Download Correlation Analysis Results
Description
Use this endpoint to download correlation results for a previously analyzed data set.
Authorization
Bearer Token |
The access_token received in the authorization response. |
Endpoint
https://{{host}}:{{port}}/api/v1/{{dataset-id}}/{{artifact-correlations}}/export
HTTP Method
GET
Parameters
dataset-id (path) |
A unique identifier for the data set, this ID should have the same value as the message value received in the response JSON in the Upload Data Set step. |
artifact-correlations |
Supported values are: correlations |
Request Body
NA
Response
response (An array of response values in JSON format, one for each correlation method you chose. For more information, see Correlation Analysis Results JSON Schema.) The job attributes are described in the Check Status of a Job response. |
|
Download K-Means Clustering Results
Description
Use this endpoint to download K-Means clustering analysis results for a previously analyzed data set.
Authorization
Bearer Token |
The access_token received in the authorization response. |
Endpoint
https://{{host}}:{{port}}/api/v1/{{dataset-id}}/{{artifact-kmeans}}/export
HTTP Method
GET
Parameters
dataset-id (path) |
A unique identifier for the data set, this ID should have the same value as the message value received in the response JSON in the Upload Data Set step. |
artifact-kmeans (path) |
Supported values are: kmeans |
Request Body
NA
Response
response (Kmeans section in JSON format. For more information, see K-Means Cluster Analysis Results JSON Schema.) and the job attributes as listed in the section describing Job Metadata. |
|
Get List of Rules
Description
Use this endpoint to download a list of Rules available in that instance of ibi Data Quality.
Authorization
Bearer Token |
The access_token received in the authorization response. |
Endpoint
https://{{host}}:{{port}}/api/v1/rules
HTTP Method
GET
Parameters
status |
Supported values are: ACTIVE or INACTIVE |
Request Body
NA
Response
status |
OK when retrieving the list of rules is successful. |
code |
200 when retrieving the list of rules is successful. |
message |
NA |
developerMessage |
NA |
responsetype |
|
response (An array of values in JSON format, one per rule.) |
Refer to the Rule JSON schema. |
exception |
NA |
Match Rules
Description
Use this endpoint to find Rules that match the input data attributes in a previously generated data profile.
_ _ _
Set problem a: List the section title of each API endpoint that the documentation excerpt covers.
_ _ _
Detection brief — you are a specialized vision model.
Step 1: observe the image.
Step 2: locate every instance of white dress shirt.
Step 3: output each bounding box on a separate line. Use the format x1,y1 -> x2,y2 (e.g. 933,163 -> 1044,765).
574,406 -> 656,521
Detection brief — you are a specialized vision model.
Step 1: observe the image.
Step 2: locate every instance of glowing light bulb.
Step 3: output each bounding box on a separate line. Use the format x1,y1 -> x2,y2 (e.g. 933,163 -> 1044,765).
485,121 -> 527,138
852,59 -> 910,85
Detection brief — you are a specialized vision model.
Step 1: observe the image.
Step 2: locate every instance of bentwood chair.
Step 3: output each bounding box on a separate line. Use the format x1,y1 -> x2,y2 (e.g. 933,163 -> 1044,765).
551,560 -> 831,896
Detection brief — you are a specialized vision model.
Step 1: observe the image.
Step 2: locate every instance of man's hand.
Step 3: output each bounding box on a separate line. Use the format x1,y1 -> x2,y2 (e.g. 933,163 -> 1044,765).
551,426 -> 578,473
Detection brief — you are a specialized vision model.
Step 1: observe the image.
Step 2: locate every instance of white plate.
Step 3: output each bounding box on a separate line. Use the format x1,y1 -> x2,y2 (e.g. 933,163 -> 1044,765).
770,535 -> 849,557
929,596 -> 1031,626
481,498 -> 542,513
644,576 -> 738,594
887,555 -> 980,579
_ _ _
Set problem b: In the records, write out the stretch from the start through the line containing "574,406 -> 656,521", replacing "observe" with "examine" and changing nothing else.

Full output a:
Download Correlation Analysis Results
Download K-Means Clustering Results
Get List of Rules
Match Rules

Full output b:
Detection brief — you are a specialized vision model.
Step 1: examine the image.
Step 2: locate every instance of white dress shirt.
Step 3: output each bounding box on a separate line. Use the format x1,y1 -> x2,y2 (e.g. 933,163 -> 1044,765).
574,406 -> 656,521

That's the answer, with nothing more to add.